-- TAREAS A REALIZAR --
(a) En el texto proporcionado, ¿qué país se menciona como ejemplo de viaje para aprender la flema democrática?
(b) Por favor, explica según el texto proporcionado por qué se forzó la dimisión del fiscal.

----- TEXTO PROPORCIONADO

El dictamen crítico sobre el atribulado país era unánime. No se alarmen. Hablaban de Venezuela

Manuel Rivas

Si, el triste país, rico en recursos pero empobrecido por la incompetencia y la corrupción, llevaba tiempo en un período de zozobra. La fuerza gobernante, de cariz populista, lo era por mayoría absoluta y no solo controlaba el poder central y gran parte de las instituciones, sino que además ejercía ese dominio con la voracidad propia de un ogro totalitario. Un caso escandaloso había sido la ocupación sectaria de los medios de comunicación públicos, fulminando a los mejores profesionales. En este campo de la libertad de expresión se produjeron actuaciones con esa comicidad propia de la histeria del político desautorizado por la realidad. Así, en el que se perfila como mayor caso de corrupción de la historia local, en el puente de mando del partido gobernante dispararon al radar, enfurecidos por la detección de un iceberg de mole inconmensurable. Preferirían permanecer con los ojos cerrados y tener a mano una frase memorable, a la manera del gran Ratzinger: “Las aguas bajaban agitadas y parecía que Dios dormía.” Un enigma que contiene una sospecha: ¿No será Dios, harto de inmundicia, quien agita las aguas? Volvamos al país atribulado. A propósito de libertad de expresión y límites, ¡qué diferentes varas de medir! La dimisión forzada de un fiscal que tuvo la osadía liberal de mostrarse favorable a una consulta popular, siempre en un marco legal, contrastaba con la pasividad ante la oblicua intimación que contenían las declaraciones de un jefe militar sobre el mismo asunto. La flema democrática también se aprende viajando. A Escocia, por ejemplo. Pero lo peor que ocurría en el atribulado país era la brutal expansión de un rizoma de desempleo, desahucios, pobreza y marginación juvenil. Había, si, inseguridad: muchos afectados se suicidaban y en algunos hospitales los enfermos peleaban por una cama en urgencias. El dictamen crítico era unánime. No se alarmen. Hablaban de Venezuela.

----------
----- MATERIAL SUMINISTRADO

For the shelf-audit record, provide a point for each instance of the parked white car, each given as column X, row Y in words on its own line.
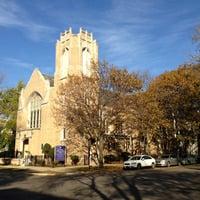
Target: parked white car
column 188, row 160
column 139, row 161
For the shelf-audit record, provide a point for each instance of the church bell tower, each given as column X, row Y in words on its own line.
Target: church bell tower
column 74, row 54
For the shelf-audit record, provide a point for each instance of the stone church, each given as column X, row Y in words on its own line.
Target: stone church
column 35, row 122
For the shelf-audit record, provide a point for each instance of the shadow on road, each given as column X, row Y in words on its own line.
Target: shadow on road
column 11, row 175
column 19, row 194
column 144, row 184
column 138, row 185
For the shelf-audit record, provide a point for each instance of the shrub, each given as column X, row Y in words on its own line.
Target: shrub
column 75, row 159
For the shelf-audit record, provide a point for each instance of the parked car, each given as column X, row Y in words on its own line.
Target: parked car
column 167, row 160
column 139, row 161
column 188, row 160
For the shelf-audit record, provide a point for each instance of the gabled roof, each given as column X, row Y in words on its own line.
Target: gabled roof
column 50, row 78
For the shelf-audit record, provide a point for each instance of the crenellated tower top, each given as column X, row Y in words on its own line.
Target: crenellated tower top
column 74, row 53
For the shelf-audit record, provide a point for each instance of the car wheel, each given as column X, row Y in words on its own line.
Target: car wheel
column 139, row 166
column 153, row 165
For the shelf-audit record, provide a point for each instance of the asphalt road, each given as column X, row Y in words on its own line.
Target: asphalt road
column 174, row 183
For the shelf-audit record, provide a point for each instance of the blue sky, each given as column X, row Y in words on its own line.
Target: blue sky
column 141, row 35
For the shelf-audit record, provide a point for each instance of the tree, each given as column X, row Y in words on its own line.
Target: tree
column 177, row 95
column 94, row 106
column 8, row 113
column 196, row 39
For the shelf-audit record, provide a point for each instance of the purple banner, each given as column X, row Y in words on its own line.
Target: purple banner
column 60, row 153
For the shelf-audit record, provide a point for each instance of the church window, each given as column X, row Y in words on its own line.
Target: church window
column 35, row 111
column 86, row 59
column 64, row 62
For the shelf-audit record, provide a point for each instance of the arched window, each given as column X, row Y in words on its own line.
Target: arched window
column 35, row 110
column 86, row 59
column 64, row 62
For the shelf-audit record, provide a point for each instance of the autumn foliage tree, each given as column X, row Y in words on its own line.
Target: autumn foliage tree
column 8, row 115
column 177, row 94
column 89, row 106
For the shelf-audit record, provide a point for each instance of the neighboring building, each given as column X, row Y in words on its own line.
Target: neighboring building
column 35, row 122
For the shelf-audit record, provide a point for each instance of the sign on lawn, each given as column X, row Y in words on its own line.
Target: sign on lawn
column 60, row 153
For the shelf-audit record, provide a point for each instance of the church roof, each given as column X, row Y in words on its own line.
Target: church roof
column 50, row 78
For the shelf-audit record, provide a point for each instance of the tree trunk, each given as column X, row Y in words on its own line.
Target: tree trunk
column 99, row 146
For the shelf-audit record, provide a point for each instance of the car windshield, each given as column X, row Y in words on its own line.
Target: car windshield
column 165, row 156
column 135, row 158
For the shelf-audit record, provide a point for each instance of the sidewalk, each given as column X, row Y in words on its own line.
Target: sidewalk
column 64, row 169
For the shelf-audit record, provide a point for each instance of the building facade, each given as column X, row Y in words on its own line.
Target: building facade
column 36, row 125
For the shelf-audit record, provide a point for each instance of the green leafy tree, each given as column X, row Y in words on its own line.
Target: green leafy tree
column 90, row 105
column 8, row 114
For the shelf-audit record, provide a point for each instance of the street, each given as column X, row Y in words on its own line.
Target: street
column 173, row 183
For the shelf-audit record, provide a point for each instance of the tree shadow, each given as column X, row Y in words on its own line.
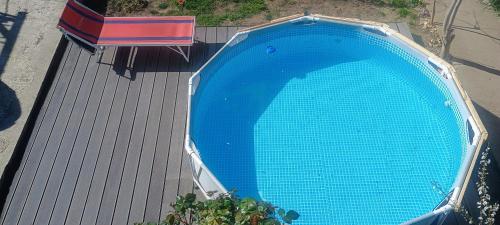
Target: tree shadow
column 228, row 129
column 10, row 109
column 10, row 26
column 476, row 65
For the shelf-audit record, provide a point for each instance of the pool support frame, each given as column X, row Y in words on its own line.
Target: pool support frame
column 210, row 186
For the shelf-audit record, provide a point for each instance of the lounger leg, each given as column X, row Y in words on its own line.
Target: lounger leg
column 100, row 52
column 184, row 54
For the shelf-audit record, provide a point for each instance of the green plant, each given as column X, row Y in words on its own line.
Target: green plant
column 495, row 4
column 487, row 208
column 127, row 6
column 404, row 12
column 163, row 5
column 226, row 209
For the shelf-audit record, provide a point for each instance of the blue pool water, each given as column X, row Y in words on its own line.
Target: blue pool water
column 329, row 120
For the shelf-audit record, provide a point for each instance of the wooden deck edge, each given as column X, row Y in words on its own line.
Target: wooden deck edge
column 15, row 160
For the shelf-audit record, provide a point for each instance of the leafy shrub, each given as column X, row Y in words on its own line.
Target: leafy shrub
column 127, row 6
column 226, row 209
column 163, row 5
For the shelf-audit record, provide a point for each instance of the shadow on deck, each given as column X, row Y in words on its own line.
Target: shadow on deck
column 104, row 142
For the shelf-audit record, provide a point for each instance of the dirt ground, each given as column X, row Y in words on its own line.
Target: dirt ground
column 365, row 10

----------

-- RESULTADOS EN ORDEN --
(a) Escocia.

(b) El fiscal tuvo la osadía liberal de mostrarse favorable a una consulta popular, siempre en un marco legal. Por eso se vio forzado a dimitir.